(Pointing dataset records)
◇ ◇ ◇ ◇ ◇ ◇ ◇

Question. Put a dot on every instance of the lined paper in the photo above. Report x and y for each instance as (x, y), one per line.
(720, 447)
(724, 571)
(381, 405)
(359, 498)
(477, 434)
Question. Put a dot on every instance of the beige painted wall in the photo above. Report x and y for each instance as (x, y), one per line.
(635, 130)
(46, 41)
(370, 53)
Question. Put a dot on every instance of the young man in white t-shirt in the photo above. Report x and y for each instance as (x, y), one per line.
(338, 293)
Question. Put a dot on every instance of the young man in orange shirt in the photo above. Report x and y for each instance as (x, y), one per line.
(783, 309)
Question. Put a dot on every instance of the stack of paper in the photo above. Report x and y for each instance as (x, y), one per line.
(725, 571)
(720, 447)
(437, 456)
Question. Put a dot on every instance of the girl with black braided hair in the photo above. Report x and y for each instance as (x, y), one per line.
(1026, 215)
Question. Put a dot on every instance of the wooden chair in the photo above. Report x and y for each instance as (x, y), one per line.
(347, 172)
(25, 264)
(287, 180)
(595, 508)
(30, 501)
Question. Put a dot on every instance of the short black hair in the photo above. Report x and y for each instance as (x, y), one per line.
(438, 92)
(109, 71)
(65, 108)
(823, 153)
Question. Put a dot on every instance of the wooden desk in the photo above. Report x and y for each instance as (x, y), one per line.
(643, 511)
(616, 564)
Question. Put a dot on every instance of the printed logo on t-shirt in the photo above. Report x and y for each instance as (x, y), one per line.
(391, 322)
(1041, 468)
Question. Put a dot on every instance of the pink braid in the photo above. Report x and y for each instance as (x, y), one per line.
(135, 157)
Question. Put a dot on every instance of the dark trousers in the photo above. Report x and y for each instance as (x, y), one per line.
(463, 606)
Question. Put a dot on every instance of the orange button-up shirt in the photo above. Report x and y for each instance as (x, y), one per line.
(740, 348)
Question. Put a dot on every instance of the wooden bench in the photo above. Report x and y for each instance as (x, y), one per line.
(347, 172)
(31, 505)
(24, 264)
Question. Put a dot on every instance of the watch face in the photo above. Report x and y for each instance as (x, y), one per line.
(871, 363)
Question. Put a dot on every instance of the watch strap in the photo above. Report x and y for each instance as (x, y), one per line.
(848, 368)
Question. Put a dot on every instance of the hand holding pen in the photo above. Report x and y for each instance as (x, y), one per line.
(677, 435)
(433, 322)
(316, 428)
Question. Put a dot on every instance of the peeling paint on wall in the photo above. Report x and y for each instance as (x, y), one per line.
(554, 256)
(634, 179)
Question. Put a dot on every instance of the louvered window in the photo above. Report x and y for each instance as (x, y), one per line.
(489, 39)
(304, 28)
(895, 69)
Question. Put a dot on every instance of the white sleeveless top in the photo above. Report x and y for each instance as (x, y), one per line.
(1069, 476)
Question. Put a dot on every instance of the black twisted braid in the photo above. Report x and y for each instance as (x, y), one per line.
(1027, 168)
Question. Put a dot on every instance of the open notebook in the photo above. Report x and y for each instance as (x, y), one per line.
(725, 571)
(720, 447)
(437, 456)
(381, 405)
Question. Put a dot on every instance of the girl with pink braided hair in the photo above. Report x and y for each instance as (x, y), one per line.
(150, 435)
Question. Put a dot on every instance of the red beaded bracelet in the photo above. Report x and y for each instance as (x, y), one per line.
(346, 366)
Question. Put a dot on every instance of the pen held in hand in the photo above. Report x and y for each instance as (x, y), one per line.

◇ ◇ ◇ ◇ ◇ ◇ ◇

## Your goal:
Edit the records starting with the line that contains "Question. Put a dot on every instance of the hand" and continuing through the end of the records, replacing "louvered window" with "slatted window" and leaving everything else unchanged. Give back only those edited lines.

## The answer:
Question. Put a dot on every instance of the hand holding pen in the photo above. Report x and y for each instance as (x, y), one per line.
(677, 435)
(433, 322)
(316, 428)
Question. Put a dot on every instance of the peeling paint on wall in the photo above. Report x and y for each instance as (x, y), one per line.
(554, 256)
(634, 179)
Question. Put a dot on every instance of the slatted window in the photo above. Report x and y for each instance as (x, y), one per line.
(489, 39)
(304, 28)
(895, 69)
Question. Put a dot on every instance of the white sleeveless top in the photo above. Report x and y for each instance as (x, y), one per line.
(1069, 476)
Question. Put a dot on every instance of the black twisted braid in the photo above. Report x and y for each instance as (x, y), one per line.
(1027, 168)
Question. Put a dot on every instance of the open notebook in the photo above. Report x and y for each instance as (x, y), one per line.
(725, 571)
(720, 447)
(437, 456)
(381, 405)
Question. Put a dot on every instance of the girl with pink braided hair in the photo above. Report x and y for each instance as (x, y), one per line.
(150, 435)
Question. Put a dot on every instance of the red beaded bracelet in the photo above. Report x and y for each instance as (x, y), one per line.
(346, 366)
Question. Put a dot on every instance of the pen held in hand in the photo above. Report x and y for each instance as (x, y), one per line.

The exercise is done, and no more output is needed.